Tarefa solicitada
Reproduza todas as linhas do material a seguir, sem alterar nenhum caractere.
######
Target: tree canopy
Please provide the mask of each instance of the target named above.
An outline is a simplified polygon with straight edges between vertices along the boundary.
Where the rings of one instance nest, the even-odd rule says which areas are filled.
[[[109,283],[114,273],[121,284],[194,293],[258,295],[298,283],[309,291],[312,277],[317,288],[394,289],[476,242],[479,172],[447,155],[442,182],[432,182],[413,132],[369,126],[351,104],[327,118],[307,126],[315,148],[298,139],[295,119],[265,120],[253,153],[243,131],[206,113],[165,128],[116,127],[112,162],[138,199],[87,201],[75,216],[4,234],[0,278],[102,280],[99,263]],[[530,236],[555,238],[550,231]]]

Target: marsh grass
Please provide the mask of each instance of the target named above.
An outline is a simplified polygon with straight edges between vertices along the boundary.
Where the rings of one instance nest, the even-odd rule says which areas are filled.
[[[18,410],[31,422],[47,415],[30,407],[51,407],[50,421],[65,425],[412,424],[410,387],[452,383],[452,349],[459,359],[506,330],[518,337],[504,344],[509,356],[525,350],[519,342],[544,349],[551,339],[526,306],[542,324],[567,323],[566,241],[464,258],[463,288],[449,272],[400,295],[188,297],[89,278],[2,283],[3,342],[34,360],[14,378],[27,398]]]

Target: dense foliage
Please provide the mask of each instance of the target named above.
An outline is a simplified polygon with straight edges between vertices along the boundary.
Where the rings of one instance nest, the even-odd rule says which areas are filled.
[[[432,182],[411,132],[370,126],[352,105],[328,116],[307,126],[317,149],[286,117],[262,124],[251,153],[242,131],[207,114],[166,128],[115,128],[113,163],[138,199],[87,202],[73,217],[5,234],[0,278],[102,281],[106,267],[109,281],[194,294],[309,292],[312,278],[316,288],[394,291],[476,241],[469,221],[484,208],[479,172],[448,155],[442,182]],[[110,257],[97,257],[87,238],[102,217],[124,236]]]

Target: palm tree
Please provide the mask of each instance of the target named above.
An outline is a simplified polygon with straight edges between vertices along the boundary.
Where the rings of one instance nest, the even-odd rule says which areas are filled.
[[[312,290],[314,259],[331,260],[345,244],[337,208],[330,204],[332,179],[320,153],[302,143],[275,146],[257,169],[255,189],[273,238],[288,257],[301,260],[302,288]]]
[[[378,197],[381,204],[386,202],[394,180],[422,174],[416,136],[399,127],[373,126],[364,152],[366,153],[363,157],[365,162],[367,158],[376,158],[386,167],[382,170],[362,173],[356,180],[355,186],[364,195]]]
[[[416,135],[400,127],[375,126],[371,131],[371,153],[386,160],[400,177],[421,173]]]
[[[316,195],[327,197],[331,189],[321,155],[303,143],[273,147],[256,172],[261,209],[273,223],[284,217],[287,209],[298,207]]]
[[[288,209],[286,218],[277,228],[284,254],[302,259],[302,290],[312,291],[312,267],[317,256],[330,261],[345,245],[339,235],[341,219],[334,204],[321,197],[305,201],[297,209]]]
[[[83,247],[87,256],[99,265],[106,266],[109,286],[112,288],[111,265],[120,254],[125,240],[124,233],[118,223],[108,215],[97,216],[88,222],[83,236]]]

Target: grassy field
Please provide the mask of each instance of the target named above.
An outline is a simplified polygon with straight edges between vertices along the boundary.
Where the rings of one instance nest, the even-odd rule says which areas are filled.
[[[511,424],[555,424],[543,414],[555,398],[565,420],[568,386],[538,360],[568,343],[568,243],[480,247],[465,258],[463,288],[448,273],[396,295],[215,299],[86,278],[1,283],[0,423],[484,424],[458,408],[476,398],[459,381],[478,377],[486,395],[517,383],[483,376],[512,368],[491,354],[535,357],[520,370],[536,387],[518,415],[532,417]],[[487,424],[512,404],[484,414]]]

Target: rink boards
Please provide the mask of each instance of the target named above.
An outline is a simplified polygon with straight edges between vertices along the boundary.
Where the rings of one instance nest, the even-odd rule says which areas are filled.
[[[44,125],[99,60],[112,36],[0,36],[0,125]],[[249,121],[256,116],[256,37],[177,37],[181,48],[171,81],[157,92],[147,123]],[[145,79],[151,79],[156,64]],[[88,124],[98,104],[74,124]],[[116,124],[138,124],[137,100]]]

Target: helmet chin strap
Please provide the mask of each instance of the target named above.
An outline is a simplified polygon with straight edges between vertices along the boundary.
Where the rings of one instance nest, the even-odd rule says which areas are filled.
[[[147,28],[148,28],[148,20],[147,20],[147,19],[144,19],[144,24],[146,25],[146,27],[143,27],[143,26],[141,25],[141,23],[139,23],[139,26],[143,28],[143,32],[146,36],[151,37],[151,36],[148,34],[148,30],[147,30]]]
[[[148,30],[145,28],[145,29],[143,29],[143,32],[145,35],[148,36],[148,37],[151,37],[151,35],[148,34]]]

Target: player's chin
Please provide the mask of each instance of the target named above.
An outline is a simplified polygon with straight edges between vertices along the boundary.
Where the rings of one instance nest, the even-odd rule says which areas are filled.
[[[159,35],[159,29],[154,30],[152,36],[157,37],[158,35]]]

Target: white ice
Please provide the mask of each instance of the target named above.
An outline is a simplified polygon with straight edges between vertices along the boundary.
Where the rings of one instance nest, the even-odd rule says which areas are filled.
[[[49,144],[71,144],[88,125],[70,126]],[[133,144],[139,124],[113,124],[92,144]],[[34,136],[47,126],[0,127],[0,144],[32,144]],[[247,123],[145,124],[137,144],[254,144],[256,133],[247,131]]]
######
Resposta completa
Target: tree canopy
Please provide the mask of each instance of the target named above.
An outline is a simplified polygon with straight edges between vertices along the boundary.
Where the rings of one instance nest, the even-odd rule says which areas are filled.
[[[109,283],[114,273],[121,284],[194,293],[258,295],[298,283],[309,291],[312,277],[317,288],[394,289],[476,242],[479,172],[447,155],[442,182],[432,182],[413,132],[369,126],[351,104],[327,118],[307,126],[315,148],[298,139],[295,119],[265,120],[253,153],[243,131],[206,113],[165,128],[116,127],[112,162],[138,199],[87,201],[75,216],[4,234],[0,278],[102,280],[99,263]],[[530,236],[555,238],[550,231]]]

Target: marsh grass
Please provide the mask of each instance of the target named above.
An outline is a simplified polygon with straight edges between vertices along the boundary.
Where the rings of one instance nest, the even-odd rule says which areas are filled.
[[[18,410],[31,422],[47,415],[30,407],[51,407],[50,421],[65,425],[412,424],[410,387],[452,383],[452,349],[459,359],[506,330],[518,337],[504,344],[509,356],[525,350],[519,342],[544,349],[551,339],[526,306],[542,324],[567,323],[566,241],[464,258],[463,288],[449,272],[400,295],[188,297],[89,278],[2,283],[3,342],[34,360],[14,378],[27,398]]]

Target: dense foliage
Please provide the mask of each instance of the target named above.
An outline is a simplified polygon with straight edges between vertices along the boundary.
Where the rings of one instance nest, the even-odd rule says which areas are filled.
[[[432,182],[411,132],[370,126],[352,105],[328,116],[307,126],[317,149],[286,117],[262,124],[251,153],[242,131],[207,114],[166,128],[115,128],[113,163],[138,199],[87,202],[73,217],[5,234],[0,278],[102,281],[106,267],[109,281],[194,294],[309,292],[312,278],[316,288],[394,291],[476,241],[469,221],[484,208],[479,172],[448,155],[442,182]],[[110,257],[97,257],[87,238],[102,217],[124,236]]]

Target: palm tree
Please provide the mask of each instance of the target named above.
An outline is a simplified polygon with straight edges between vertices along the boundary.
Where the rings of one instance nest, the even-odd rule says which areas are filled.
[[[312,290],[314,259],[331,260],[345,244],[337,208],[330,204],[332,179],[320,153],[302,143],[275,146],[257,169],[255,189],[273,238],[288,257],[301,260],[302,288]]]
[[[378,197],[381,204],[386,202],[394,180],[422,174],[416,136],[399,127],[373,126],[364,152],[366,153],[363,157],[365,162],[367,158],[376,158],[386,167],[382,170],[362,173],[356,180],[355,186],[364,195]]]
[[[416,135],[400,127],[375,126],[371,131],[371,153],[386,160],[400,177],[421,173]]]
[[[316,195],[327,197],[331,189],[321,155],[303,143],[273,147],[256,172],[261,209],[273,223],[284,217],[287,209],[298,207]]]
[[[288,209],[286,218],[277,228],[284,254],[302,259],[302,290],[312,291],[312,267],[317,256],[330,261],[345,245],[339,235],[341,219],[334,204],[321,197],[305,201],[297,209]]]
[[[83,247],[87,256],[99,265],[106,266],[109,286],[112,288],[111,265],[120,254],[125,240],[124,233],[118,223],[108,215],[97,216],[88,222],[83,236]]]

Target: grassy field
Please provide the mask of each instance of the target named above.
An outline is a simplified polygon with straight edges between vertices along the boundary.
Where the rings of one instance nest, the even-odd rule says which areas are filled.
[[[511,424],[555,424],[543,414],[555,398],[565,420],[568,386],[538,360],[568,343],[568,243],[480,247],[465,258],[463,288],[448,273],[396,295],[215,299],[86,278],[1,283],[0,423],[484,424],[458,408],[476,398],[459,381],[478,377],[486,395],[517,383],[483,376],[512,368],[491,354],[535,357],[520,370],[536,387],[518,415],[532,417]],[[487,424],[512,404],[484,414]]]

Target: rink boards
Please provide the mask of each instance of the target named above.
An outline is a simplified polygon with straight edges between vertices along the boundary.
Where the rings of one instance nest, the even-odd rule says which areas are filled.
[[[44,125],[99,60],[112,36],[0,36],[0,125]],[[249,121],[256,116],[256,37],[177,37],[181,48],[171,81],[157,92],[147,123]],[[145,79],[151,79],[156,64]],[[88,124],[98,104],[74,124]],[[116,124],[138,124],[137,100]]]

Target: helmet chin strap
Please provide the mask of each instance of the target named above.
An outline is a simplified polygon with straight edges between vertices along the boundary.
Where the rings of one instance nest, the even-odd rule says which areas are filled.
[[[147,28],[148,28],[148,20],[147,20],[147,19],[144,19],[144,24],[146,25],[146,27],[143,27],[143,26],[141,25],[141,23],[139,23],[139,26],[143,28],[143,32],[146,36],[151,37],[151,36],[148,34],[148,30],[147,30]]]
[[[148,30],[145,28],[145,29],[143,29],[143,32],[145,35],[148,36],[148,37],[151,37],[151,35],[148,34]]]

Target: player's chin
Please provide the mask of each instance of the target named above.
An outline is a simplified polygon with straight edges between vertices along the boundary.
Where the rings of one instance nest, the even-odd rule says which areas are filled.
[[[159,35],[159,29],[154,30],[152,36],[157,37],[158,35]]]

Target: white ice
Please provide the mask of each instance of the target named above.
An outline is a simplified polygon with straight edges between vertices along the boundary.
Where the rings of one instance nest, the even-odd rule says which areas are filled.
[[[49,144],[71,144],[88,125],[70,126]],[[133,144],[139,124],[113,124],[92,144]],[[34,136],[47,126],[0,127],[0,144],[32,144]],[[247,123],[145,124],[137,144],[254,144],[256,133],[247,131]]]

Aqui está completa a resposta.